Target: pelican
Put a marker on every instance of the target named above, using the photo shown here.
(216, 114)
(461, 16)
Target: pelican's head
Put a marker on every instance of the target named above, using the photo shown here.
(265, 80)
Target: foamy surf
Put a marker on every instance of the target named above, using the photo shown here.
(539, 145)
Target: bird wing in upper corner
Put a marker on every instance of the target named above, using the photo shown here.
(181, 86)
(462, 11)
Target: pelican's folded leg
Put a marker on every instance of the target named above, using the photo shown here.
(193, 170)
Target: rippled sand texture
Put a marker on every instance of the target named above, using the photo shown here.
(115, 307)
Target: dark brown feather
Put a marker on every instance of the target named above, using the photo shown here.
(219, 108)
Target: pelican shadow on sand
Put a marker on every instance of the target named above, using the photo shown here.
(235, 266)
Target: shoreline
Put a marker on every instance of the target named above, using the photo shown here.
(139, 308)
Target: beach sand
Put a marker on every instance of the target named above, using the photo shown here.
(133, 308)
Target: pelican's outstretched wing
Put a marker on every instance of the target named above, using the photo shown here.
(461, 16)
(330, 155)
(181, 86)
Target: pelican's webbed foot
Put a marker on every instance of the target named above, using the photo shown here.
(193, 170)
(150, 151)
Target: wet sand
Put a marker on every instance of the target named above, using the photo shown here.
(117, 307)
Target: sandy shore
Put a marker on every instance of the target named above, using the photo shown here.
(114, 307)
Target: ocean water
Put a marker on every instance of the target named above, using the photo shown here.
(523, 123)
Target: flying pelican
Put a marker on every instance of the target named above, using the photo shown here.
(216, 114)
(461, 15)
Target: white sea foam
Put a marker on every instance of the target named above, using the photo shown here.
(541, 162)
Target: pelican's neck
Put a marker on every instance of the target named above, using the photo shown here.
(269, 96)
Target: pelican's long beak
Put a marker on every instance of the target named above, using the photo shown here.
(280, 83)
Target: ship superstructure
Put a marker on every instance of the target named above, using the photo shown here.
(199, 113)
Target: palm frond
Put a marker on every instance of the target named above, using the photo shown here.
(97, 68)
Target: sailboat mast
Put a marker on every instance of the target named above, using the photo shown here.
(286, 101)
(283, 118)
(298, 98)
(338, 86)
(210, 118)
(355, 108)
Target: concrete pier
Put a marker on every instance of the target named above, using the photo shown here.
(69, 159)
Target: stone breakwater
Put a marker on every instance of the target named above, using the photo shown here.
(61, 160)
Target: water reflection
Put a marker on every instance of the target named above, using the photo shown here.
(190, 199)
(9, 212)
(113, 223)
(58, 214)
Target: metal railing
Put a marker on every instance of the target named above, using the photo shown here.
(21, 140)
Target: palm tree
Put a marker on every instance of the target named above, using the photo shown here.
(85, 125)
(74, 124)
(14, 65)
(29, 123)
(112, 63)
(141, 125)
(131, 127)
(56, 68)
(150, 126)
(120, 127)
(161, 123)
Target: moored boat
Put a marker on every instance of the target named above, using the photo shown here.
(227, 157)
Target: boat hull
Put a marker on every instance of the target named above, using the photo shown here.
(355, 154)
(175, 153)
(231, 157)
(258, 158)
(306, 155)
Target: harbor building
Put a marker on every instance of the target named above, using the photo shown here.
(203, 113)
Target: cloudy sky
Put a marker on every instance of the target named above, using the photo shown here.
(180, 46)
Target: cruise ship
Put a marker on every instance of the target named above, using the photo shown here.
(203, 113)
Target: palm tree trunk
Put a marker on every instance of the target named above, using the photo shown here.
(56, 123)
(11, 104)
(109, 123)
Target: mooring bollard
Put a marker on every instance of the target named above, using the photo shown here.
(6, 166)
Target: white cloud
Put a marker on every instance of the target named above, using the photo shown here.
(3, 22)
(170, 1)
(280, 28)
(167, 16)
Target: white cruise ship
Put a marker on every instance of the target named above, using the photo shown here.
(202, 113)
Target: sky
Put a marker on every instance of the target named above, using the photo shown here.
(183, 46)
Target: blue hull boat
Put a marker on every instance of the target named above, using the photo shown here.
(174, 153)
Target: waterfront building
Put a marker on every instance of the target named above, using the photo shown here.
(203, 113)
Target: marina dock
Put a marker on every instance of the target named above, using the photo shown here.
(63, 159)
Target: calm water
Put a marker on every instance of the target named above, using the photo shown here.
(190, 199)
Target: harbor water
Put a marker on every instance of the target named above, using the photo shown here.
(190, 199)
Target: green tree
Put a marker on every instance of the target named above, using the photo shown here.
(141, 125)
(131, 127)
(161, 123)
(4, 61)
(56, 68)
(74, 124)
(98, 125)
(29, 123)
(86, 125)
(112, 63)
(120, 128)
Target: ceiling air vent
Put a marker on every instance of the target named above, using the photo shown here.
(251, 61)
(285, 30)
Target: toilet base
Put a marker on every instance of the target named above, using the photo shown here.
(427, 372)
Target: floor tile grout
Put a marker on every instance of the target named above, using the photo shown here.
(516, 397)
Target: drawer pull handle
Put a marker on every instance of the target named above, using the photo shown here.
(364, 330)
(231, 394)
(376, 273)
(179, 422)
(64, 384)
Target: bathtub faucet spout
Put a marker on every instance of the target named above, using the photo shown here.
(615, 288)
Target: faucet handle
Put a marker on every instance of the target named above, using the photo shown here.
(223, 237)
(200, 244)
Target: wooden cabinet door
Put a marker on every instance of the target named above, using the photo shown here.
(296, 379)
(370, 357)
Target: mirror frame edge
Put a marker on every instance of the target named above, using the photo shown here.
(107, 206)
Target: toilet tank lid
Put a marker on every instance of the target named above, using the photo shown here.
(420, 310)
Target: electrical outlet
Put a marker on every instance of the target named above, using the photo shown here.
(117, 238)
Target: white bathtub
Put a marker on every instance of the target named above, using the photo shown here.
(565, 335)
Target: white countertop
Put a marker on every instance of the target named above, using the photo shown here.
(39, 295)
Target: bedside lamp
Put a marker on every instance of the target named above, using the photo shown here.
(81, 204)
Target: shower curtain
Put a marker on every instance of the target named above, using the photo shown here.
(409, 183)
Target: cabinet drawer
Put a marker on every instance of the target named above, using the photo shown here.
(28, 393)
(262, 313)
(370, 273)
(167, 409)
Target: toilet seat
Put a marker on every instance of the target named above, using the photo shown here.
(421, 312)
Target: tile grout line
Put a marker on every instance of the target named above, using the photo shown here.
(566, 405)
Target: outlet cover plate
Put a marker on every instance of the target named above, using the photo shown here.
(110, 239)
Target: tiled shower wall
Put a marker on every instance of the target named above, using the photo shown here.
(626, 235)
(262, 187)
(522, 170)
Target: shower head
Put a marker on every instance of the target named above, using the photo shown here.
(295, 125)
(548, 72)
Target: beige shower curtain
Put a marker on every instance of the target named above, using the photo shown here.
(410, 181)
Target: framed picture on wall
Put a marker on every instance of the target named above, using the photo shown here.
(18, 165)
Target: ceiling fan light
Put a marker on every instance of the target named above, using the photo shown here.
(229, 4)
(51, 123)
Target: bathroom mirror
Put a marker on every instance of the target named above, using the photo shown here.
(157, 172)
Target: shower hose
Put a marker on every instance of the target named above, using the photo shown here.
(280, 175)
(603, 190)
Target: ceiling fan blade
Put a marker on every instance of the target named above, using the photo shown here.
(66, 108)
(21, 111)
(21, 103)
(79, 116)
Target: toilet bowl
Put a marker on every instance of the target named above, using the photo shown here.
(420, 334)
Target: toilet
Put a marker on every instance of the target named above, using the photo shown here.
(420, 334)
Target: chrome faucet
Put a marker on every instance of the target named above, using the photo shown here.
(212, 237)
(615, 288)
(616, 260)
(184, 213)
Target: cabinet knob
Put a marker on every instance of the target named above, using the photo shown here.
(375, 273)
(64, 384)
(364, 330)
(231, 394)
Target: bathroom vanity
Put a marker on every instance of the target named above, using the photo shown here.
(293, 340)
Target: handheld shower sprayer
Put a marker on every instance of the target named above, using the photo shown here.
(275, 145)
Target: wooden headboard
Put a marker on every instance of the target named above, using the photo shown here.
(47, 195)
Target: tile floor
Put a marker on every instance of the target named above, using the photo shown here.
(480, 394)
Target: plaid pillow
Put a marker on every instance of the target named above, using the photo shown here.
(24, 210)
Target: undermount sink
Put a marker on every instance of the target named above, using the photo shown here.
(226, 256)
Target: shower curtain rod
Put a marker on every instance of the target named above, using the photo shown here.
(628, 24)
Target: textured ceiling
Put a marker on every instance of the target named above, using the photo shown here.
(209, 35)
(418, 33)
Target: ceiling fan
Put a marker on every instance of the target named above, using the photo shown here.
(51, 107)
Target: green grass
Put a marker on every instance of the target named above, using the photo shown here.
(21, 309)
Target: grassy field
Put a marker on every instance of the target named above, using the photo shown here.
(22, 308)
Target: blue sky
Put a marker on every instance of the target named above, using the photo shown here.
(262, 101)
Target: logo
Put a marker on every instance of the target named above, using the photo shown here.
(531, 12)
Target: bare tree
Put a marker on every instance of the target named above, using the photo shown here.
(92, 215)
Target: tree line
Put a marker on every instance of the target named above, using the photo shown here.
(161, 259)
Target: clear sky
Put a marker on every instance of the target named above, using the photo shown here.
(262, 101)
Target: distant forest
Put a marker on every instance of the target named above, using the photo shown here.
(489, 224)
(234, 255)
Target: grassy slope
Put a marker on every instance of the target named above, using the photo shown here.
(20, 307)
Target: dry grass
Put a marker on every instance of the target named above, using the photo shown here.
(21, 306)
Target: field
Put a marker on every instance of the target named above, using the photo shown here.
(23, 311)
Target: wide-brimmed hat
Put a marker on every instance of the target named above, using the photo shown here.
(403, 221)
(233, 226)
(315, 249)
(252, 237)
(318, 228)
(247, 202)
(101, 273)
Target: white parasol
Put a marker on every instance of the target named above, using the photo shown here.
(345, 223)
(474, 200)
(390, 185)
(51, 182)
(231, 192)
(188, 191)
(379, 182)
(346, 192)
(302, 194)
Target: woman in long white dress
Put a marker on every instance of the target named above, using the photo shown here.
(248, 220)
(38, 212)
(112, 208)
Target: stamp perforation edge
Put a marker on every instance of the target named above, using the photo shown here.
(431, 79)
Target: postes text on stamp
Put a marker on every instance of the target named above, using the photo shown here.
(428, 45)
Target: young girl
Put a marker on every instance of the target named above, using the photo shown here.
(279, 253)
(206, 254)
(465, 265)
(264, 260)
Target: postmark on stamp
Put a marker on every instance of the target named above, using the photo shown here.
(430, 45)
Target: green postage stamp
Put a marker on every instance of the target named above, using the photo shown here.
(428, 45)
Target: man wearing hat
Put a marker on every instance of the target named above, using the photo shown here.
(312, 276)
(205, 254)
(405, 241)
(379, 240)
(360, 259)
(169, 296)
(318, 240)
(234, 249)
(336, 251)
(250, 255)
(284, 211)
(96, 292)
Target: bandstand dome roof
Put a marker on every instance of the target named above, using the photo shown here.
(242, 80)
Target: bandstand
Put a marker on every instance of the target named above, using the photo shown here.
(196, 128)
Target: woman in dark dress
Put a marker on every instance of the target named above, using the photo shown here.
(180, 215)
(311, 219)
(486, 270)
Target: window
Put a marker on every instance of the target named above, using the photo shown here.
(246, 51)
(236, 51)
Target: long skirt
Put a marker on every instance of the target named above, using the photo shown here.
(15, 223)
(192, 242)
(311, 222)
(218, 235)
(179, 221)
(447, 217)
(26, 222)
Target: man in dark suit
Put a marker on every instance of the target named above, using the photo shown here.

※ ※ ※

→ **Work required**:
Begin with the line that contains "Target: postmark on stamp" and end with the last line of the records; set down every line in that span exactly, and nothing else.

→ **Result below**:
Target: postmark on stamp
Put a marker on every instance of the target named above, using the photo shown here.
(430, 45)
Target: green postage stamp
Put a marker on every instance of the target named above, using the photo shown here.
(428, 45)
Target: man wearing hat
Put a marker on every instance of the target named above, using the photo shown here.
(312, 276)
(205, 254)
(405, 241)
(379, 240)
(360, 259)
(169, 296)
(318, 240)
(234, 249)
(336, 251)
(250, 255)
(284, 211)
(96, 292)
Target: bandstand dome roof
Put a marker on every instance of the target named above, using the photo shown here.
(242, 80)
Target: bandstand
Put a marker on every instance of the target named above, using the photo shown here.
(196, 128)
Target: woman in dark dress
Put a marker on every instance of the target named above, using the photo shown here.
(180, 215)
(311, 219)
(486, 270)
Target: window
Put a marker on every instance of the target named above, using the photo shown here.
(246, 51)
(236, 51)
Target: long skirt
Put a marker on every instance of the target named above, using the photo shown here.
(15, 223)
(192, 242)
(311, 222)
(218, 235)
(179, 221)
(447, 217)
(26, 222)
Target: man in dark suit
Put a marker on every instance of the target named above, using the photo shown here.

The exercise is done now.